*ESTRATTO FORNITO*.
==*==
La comparsa di febbre in un giovane paziente affetto da colite ulcerosa era il sintomo iniziale di una patologia epatica autoimmune.


Simone è un bel ragazzo di 29 anni che non ha mai avuto particolari problemi di salute. Da una settimana però ha cominciato a lamentare diarrea e dolori addominali per i quali ha consultato il medico curante che, dopo aver posto diagnosi di enterite acuta di probabile origine virale, gli ha consigliato una terapia sintomatica e alcuni giorni di riposo.
Tuttavia la sintomatologia invece che attenuarsi si è andata progressivamente aggravando con comparsa di diarrea ematica, febbricola, anoressia importante. Simone consulta nuovamente il medico che, nel sospetto di una rettocolite ulcerosa, richiede una colonscopia. In effetti l'esame endoscopico mostra un quadro macroscopico compatibile con rettocolite ulcerosa estesa a tutto il colon sinistro e l'esame istologico dei prelievi bioptici conferma la diagnosi. Simone viene posto in terapia con mesalazina e dopo circa due settimane la diarrea ematica è quasi del tutto scomparsa, come anche i dolori addominali e l'anoressia.
==*==
*DATI FORNITI*.

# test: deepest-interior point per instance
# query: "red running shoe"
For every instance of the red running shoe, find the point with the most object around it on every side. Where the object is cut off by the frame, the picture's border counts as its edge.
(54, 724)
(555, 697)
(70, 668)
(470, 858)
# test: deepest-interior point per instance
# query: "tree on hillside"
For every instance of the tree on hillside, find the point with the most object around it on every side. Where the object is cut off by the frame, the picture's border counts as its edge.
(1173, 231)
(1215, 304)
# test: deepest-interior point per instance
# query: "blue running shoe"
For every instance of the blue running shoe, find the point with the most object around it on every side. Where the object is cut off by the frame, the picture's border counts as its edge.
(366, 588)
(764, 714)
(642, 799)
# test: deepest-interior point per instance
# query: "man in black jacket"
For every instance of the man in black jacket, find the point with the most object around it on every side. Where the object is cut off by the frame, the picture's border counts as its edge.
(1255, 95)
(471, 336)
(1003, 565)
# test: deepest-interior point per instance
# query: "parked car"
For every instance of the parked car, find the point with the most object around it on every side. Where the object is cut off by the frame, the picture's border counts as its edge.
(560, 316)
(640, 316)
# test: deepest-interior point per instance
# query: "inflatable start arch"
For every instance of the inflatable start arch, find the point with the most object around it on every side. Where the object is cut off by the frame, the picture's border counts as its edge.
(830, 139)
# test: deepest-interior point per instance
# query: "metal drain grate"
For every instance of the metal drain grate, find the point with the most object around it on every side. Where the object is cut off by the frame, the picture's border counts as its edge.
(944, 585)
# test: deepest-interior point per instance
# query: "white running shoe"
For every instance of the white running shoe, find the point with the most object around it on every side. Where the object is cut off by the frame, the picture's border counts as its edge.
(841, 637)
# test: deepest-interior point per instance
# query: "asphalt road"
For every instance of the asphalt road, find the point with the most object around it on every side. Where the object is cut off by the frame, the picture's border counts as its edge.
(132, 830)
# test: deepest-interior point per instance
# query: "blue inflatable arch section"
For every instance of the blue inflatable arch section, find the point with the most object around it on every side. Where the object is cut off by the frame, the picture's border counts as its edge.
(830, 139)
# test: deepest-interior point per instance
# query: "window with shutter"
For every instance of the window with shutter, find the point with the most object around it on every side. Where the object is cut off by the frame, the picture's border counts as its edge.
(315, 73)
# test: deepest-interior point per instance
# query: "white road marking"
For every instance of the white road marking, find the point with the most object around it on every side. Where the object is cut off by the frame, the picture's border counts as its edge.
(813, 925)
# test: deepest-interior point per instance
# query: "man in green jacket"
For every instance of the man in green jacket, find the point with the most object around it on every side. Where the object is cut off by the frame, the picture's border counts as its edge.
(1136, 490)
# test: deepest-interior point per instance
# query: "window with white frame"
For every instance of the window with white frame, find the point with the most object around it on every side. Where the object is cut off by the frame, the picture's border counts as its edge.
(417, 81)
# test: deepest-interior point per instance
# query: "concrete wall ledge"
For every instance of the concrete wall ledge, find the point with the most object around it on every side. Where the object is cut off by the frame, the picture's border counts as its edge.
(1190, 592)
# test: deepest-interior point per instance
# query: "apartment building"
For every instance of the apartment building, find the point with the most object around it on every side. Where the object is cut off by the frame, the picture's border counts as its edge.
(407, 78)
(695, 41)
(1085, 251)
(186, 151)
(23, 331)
==*==
*COMPITI DA SVOLGERE*.
a - Secondo l'estratto fornito, con quale farmaco viene trattato Simone dopo la diagnosi di rettocolite ulcerosa?
b - Riassuma l'estratto fornito in due frasi.
c - Trascriva senza modifiche la parte dell'estratto fornito che va da "Simone è un" a "giorni di riposo.".
Le voci provengono da una fonte diversa rispetto all'estratto fornito.

*SOLUZIONI DELL'ESERCIZIO*.
a - Con la mesalazina.

b - Simone, 29 anni, lamenta da una settimana diarrea e dolori addominali, e il medico curante, ipotizzando un'enterite acuta di probabile origine virale, gli consiglia una terapia sintomatica e alcuni giorni di riposo. Poiché i sintomi peggiorano con diarrea ematica, febbricola e anoressia, una colonscopia con esame istologico conferma una rettocolite ulcerosa estesa a tutto il colon sinistro, e dopo circa due settimane di mesalazina i disturbi sono quasi del tutto scomparsi.

c -
Simone è un bel ragazzo di 29 anni che non ha mai avuto particolari problemi di salute. Da una settimana però ha cominciato a lamentare diarrea e dolori addominali per i quali ha consultato il medico curante che, dopo aver posto diagnosi di enterite acuta di probabile origine virale, gli ha consigliato una terapia sintomatica e alcuni giorni di riposo.